◆ **INSTRUCTIONS FOR THE TASK**
Every line below between the line holding "Exercise. Mark the corrugated" and the line holding "Exercise. Mark the green bush", inclusive, should be repeated exactly, and all other lines omitted.

◆ **EXTRACTED INFORMATION**
- - - -
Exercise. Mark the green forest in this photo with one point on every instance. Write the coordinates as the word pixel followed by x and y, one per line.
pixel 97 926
- - - -
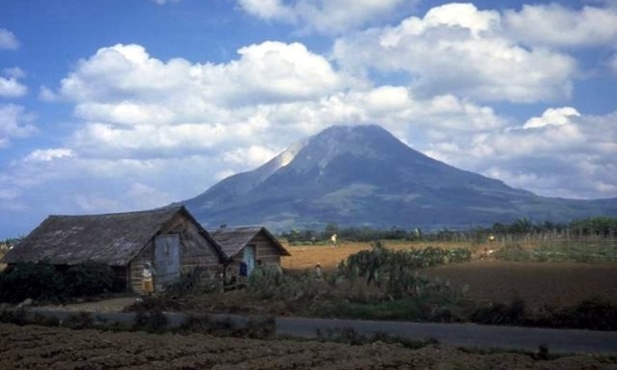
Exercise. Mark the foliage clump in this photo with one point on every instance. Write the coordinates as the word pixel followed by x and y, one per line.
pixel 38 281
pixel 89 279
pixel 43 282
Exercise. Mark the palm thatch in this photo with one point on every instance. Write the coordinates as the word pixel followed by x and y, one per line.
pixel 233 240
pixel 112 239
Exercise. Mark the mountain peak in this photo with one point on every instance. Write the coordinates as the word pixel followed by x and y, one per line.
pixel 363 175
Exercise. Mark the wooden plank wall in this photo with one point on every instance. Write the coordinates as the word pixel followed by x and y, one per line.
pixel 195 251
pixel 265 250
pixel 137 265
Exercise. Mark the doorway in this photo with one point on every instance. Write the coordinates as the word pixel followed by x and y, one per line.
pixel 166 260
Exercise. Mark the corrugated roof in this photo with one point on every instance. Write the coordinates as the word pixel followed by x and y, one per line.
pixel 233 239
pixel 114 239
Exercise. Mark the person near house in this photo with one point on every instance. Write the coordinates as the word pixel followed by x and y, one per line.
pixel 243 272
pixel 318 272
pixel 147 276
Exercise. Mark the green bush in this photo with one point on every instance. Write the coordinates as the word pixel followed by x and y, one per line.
- - - -
◆ **ANSWER SECTION**
Exercise. Mark the corrugated roof in this photo with one point on every instance. Write the coordinates as the word pixel followed by x and y, one per line.
pixel 233 239
pixel 114 239
Exercise. Mark the person near house in this photo with one point on every instance. Write the coordinates as the word pixel followed by x and y, one per line.
pixel 243 272
pixel 318 272
pixel 147 276
Exercise. Mark the green bush in this photo with one point on every instance. Write the coordinates as the word pixel followed by x and y, one per line.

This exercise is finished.